Aunque casi siempre elijo libros diferentes para diferentes personas, hay unos pocos que uso de comodines, libros que considero que cualquier lector con cierta sensibilidad va a apreciar. Libros “bellos”. Seda, de Alessandro Baricco, si quiero regalar una novela. La melancólica muerte de Chico Ostra, de Tim Burton, pequeñas historias en verso e ilustradas. Diez (posibles) razones para la tristeza del pensamiento, de George Steiner, o La palabra amenazada, de Ivonne Bordelois, cuando lo que quiero regalar son reflexiones.

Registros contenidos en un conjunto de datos
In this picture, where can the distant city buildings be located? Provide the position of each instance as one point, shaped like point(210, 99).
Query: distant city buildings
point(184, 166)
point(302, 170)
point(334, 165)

TU TAREA >> Según el texto sobre libros para regalar, ¿qué libro se elige cuando se quiere regalar una novela? El listado procede de una fuente distinta a la del texto.

RESPUESTA >> Seda, de Alessandro Baricco.